So essentially, the neural net was trained to what a healthy MRI looks like and would, when exposed to abnormal structures, correct them away as EMI noise leading to wrong diagnostics?

I won't be very dismissive of this approach and probably deep learning has a strong role to play in improving medical imaging. But this paper is far, far from sufficient to prove it. At a minimum, it would require mixed healthy / abnormal patients with particularities that don't exist in the training set, and each diagnostic reconfirmed later on a high resolution machine. You need to actually prove the algorithm does not distort the data, because an MRI that hallucinates a healthy patient is much more dangerous than no MRI at all.

3 comments

Seems like a huge and obvious red flag to me indeed. I can't imagine how the authors managed to not even mention the issue in the abstract. If the model is trained on healthy scans, well, yes, it will spit out healthy scans. The whole point of clinical radiology is to get enough precision to detect (potentially subtle) anomalies.

┄┄┄┄┄┄

_Task brief_. Transcribe the comment thread above on the deep-learning MRI approach in full, with no changes.

Entries from a dataset:
┄┄┄┄┄┄

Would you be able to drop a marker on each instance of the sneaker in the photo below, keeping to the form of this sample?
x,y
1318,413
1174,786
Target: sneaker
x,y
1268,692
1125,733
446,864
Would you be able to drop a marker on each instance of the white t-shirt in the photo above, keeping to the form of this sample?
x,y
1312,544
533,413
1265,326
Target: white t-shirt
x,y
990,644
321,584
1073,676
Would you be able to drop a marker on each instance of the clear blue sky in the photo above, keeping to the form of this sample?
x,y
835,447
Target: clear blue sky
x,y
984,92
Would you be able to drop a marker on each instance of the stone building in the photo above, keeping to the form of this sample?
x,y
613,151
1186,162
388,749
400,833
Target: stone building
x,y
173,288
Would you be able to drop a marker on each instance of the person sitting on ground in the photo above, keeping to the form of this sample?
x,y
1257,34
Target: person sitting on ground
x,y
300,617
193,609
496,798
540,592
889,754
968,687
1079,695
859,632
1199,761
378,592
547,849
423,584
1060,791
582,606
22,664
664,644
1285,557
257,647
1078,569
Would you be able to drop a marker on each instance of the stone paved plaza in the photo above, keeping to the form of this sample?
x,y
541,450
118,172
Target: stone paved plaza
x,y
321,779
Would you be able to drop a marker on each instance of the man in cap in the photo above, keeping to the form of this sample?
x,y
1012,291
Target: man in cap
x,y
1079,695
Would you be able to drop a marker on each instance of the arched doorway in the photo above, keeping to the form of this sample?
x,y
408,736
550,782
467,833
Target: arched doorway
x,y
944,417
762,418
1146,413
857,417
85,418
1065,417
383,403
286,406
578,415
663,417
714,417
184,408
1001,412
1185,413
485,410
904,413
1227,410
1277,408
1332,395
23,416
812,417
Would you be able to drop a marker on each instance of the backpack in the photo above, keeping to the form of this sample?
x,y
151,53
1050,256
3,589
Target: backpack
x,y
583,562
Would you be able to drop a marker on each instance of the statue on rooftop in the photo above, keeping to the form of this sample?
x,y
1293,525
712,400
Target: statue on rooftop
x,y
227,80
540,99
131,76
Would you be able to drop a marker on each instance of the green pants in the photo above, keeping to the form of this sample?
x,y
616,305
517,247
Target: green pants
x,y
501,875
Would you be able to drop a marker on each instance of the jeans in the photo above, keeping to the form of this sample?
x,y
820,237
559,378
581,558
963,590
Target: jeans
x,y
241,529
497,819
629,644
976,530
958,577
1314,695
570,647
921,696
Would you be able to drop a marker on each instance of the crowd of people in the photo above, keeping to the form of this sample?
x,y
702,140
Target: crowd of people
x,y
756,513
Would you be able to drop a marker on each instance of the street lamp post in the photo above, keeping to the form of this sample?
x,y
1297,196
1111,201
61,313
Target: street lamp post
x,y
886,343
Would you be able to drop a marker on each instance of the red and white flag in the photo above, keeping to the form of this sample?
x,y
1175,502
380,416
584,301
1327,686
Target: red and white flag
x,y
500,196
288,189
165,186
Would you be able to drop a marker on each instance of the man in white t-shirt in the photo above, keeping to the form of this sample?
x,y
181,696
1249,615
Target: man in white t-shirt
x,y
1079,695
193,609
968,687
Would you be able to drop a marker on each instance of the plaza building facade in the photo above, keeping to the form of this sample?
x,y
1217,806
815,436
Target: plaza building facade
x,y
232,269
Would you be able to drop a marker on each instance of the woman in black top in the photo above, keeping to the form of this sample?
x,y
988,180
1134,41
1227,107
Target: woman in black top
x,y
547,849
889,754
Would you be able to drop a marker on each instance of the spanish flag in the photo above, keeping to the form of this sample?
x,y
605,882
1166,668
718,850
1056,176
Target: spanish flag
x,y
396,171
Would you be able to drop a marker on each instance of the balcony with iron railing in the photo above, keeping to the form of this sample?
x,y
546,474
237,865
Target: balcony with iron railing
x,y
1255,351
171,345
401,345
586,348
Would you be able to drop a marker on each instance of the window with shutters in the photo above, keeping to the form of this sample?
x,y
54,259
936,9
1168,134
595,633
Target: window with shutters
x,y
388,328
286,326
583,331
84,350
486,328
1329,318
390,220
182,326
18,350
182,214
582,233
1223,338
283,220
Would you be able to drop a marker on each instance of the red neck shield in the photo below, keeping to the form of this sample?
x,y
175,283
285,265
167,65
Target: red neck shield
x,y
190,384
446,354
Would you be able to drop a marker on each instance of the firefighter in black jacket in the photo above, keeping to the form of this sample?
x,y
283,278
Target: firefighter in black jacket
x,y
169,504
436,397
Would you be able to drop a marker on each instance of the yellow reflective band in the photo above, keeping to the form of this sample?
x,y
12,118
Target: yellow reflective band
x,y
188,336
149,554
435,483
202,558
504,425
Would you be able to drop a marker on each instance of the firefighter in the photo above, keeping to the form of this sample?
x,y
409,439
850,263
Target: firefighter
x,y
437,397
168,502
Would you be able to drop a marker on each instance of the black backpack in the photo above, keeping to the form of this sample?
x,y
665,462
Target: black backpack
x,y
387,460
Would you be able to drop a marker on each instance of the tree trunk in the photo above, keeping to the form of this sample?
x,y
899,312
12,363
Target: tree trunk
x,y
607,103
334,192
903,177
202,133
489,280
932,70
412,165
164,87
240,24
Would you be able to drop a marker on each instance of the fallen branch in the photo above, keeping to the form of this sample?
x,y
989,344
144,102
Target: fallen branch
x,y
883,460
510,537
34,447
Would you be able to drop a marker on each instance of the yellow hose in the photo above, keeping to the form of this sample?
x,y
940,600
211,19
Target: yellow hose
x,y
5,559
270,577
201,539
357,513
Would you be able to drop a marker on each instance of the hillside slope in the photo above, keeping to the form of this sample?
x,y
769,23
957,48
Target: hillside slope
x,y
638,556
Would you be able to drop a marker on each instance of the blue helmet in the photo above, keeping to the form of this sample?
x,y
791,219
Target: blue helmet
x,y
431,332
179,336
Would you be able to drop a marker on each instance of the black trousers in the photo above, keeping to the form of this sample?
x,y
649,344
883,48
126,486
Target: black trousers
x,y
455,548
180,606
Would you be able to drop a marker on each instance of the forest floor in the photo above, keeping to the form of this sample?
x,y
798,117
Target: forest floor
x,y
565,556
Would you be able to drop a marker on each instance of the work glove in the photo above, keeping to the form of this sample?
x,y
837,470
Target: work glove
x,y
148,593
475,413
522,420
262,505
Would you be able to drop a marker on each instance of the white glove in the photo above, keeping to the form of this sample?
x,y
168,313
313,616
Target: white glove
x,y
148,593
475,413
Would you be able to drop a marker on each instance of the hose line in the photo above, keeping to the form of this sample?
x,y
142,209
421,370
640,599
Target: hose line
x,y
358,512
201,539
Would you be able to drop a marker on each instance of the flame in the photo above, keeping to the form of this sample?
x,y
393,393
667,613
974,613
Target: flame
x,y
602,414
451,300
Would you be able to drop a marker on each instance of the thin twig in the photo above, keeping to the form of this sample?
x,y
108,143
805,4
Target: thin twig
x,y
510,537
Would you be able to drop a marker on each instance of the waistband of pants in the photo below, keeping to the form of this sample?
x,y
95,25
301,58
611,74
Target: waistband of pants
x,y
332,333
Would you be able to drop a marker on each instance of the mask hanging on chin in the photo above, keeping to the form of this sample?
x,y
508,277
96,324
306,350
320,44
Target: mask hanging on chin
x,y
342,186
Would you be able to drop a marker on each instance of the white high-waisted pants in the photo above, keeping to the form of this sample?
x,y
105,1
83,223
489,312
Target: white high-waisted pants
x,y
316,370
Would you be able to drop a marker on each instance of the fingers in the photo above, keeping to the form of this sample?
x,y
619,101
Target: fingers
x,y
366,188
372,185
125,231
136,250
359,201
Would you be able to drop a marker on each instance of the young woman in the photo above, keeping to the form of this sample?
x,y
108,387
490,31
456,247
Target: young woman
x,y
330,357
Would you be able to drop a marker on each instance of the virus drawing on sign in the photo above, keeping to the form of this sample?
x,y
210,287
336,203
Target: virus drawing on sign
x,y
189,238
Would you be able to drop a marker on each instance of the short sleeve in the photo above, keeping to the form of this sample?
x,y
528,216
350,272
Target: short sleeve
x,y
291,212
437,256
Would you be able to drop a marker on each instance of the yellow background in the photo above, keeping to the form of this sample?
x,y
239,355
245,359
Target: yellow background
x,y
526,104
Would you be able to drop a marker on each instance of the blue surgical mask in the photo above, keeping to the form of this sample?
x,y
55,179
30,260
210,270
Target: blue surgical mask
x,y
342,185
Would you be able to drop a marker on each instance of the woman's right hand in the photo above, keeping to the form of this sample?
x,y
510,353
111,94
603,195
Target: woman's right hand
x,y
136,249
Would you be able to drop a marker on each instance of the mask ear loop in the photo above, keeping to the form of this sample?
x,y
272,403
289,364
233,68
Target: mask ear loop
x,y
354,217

┄┄┄┄┄┄

_Exercise answer_.
So essentially, the neural net was trained to what a healthy MRI looks like and would, when exposed to abnormal structures, correct them away as EMI noise leading to wrong diagnostics?

I won't be very dismissive of this approach and probably deep learning has a strong role to play in improving medical imaging. But this paper is far, far from sufficient to prove it. At a minimum, it would require mixed healthy / abnormal patients with particularities that don't exist in the training set, and each diagnostic reconfirmed later on a high resolution machine. You need to actually prove the algorithm does not distort the data, because an MRI that hallucinates a healthy patient is much more dangerous than no MRI at all.

3 comments

Seems like a huge and obvious red flag to me indeed. I can't imagine how the authors managed to not even mention the issue in the abstract. If the model is trained on healthy scans, well, yes, it will spit out healthy scans. The whole point of clinical radiology is to get enough precision to detect (potentially subtle) anomalies.